* [TESTO FORNITO]
+--
A seguito della modifica legislativa operata con il d.l. 14 dicembre 2018, n. 135, convertito, con modificazioni dalla legge 11 febbraio 2019, n. 12, la stazione appaltante può disporre l’esclusione di un operatore concorrente ai sensi dell’art. 80, comma 5, lett. c – ter) a condizione che dia conto di un pregresso episodio di inadempimento che abbia comportato le descritte conseguenze (anche nei suoi confronti, cfr. Cons. Stato, sez. V, 30 dicembre 2020, n. 8506), che essa reputi grave e sufficientemente ravvicinato nel tempo e dal quale tragga ragioni sintomatiche di inaffidabilità dell’impresa.
In altri termini, dunque, la norma di cui trattasi chiaramente individua oggi una causa di esclusione che costituisce una specificazione dei generici illeciti professionali di cui alla lettera c) e non solo richiede la pregressa risoluzione per inadempimento – e non di qualsiasi tipologia di risoluzione (come indicato nella previgente versione) – ma anche la verifica con oneri di motivazione aggiuntivi in capo alla stazione appaltante (tempo e gravità).
+--
* [INFORMAZIONI]

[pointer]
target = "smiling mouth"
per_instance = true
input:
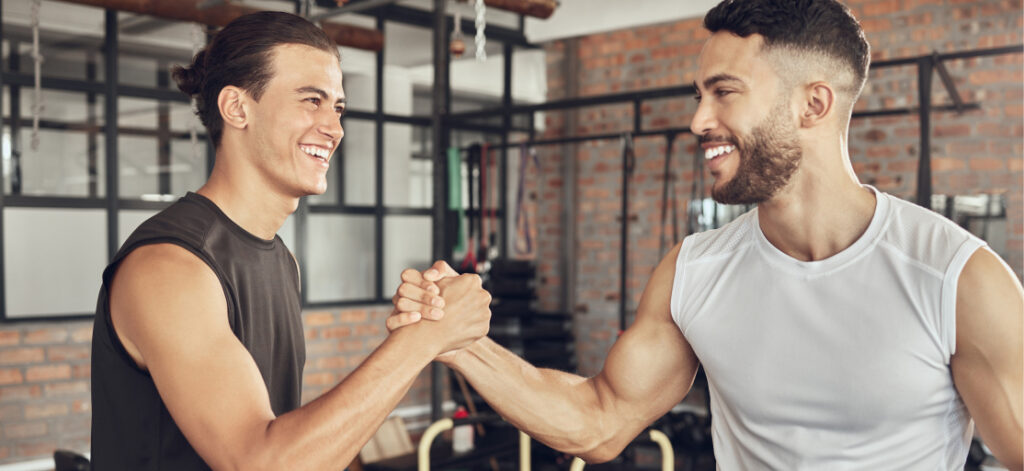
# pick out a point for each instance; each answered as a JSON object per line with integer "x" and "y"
{"x": 712, "y": 153}
{"x": 315, "y": 152}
+--
* [ESERCIZIO DA SVOLGERE] Riscrivi il passo del testo fornito che comincia con le parole "A seguito della" e si chiude con "di inaffidabilità dell’impresa.", cambiando "stazione appaltante" in "amministrazione aggiudicatrice". Per rispondere basati soltanto sul testo fornito.

* [RISULTATO OTTENUTO]
A seguito della modifica legislativa operata con il d.l. 14 dicembre 2018, n. 135, convertito, con modificazioni dalla legge 11 febbraio 2019, n. 12, la amministrazione aggiudicatrice può disporre l’esclusione di un operatore concorrente ai sensi dell’art. 80, comma 5, lett. c – ter) a condizione che dia conto di un pregresso episodio di inadempimento che abbia comportato le descritte conseguenze (anche nei suoi confronti, cfr. Cons. Stato, sez. V, 30 dicembre 2020, n. 8506), che essa reputi grave e sufficientemente ravvicinato nel tempo e dal quale tragga ragioni sintomatiche di inaffidabilità dell’impresa.